%%
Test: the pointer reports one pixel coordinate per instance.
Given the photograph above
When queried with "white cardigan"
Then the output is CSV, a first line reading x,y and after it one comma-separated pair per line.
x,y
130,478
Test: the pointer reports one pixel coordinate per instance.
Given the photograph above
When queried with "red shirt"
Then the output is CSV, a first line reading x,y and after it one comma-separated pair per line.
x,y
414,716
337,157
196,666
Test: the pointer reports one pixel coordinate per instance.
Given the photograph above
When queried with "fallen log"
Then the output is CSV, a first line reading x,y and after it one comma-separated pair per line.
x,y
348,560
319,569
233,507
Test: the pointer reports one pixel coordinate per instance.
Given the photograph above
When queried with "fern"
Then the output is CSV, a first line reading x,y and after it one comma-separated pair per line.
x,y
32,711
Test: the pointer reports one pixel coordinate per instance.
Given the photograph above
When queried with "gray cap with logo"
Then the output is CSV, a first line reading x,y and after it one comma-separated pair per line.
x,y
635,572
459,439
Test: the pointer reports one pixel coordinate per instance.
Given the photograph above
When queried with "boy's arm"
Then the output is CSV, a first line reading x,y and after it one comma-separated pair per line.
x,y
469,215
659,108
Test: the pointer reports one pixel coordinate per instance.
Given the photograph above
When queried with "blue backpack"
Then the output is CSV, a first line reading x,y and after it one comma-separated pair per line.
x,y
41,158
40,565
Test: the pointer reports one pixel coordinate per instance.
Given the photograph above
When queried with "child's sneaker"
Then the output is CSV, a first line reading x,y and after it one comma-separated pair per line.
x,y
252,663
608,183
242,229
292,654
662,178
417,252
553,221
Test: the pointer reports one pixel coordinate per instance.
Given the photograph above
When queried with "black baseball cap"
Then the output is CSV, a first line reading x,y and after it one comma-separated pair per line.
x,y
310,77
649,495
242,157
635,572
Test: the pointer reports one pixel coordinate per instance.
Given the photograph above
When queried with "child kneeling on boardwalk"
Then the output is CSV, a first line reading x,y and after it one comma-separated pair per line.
%%
%%
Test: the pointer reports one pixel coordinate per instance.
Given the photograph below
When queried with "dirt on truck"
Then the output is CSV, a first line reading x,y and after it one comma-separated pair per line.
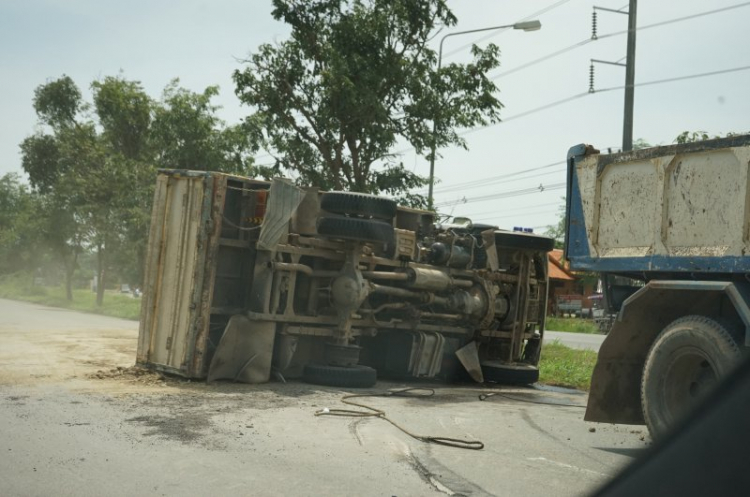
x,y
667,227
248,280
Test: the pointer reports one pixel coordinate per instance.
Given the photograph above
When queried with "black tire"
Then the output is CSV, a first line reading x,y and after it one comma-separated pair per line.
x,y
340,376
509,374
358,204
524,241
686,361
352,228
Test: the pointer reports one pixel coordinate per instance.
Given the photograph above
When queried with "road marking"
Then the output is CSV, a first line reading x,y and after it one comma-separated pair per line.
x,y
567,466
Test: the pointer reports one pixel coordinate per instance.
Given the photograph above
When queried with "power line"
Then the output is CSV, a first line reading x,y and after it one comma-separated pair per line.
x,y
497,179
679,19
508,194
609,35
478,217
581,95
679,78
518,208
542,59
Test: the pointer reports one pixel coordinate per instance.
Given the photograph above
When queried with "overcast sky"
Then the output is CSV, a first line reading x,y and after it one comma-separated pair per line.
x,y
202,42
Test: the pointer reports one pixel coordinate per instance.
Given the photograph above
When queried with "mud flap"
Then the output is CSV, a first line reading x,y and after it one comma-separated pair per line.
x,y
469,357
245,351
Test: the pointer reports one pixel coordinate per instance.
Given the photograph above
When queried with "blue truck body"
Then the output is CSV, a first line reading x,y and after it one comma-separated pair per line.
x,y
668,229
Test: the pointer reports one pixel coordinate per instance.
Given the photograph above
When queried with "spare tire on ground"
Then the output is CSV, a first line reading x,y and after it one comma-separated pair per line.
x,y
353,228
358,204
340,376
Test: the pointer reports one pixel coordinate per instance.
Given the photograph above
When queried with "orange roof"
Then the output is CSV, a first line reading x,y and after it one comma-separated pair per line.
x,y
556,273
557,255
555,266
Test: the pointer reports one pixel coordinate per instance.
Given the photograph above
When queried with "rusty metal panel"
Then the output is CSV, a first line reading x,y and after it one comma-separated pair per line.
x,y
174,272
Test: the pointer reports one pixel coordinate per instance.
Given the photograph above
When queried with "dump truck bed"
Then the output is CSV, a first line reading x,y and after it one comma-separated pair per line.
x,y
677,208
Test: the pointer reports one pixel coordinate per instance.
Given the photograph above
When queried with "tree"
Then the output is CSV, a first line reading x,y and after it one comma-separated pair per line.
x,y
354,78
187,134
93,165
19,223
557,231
%%
EXERCISE INSTRUCTIONS → Please identify every line in the records above that contains the word "blue", and copy each of those lines in full.

ANSWER TO THIS PROBLEM →
When queried with "blue backpack"
When queried with "blue truck body"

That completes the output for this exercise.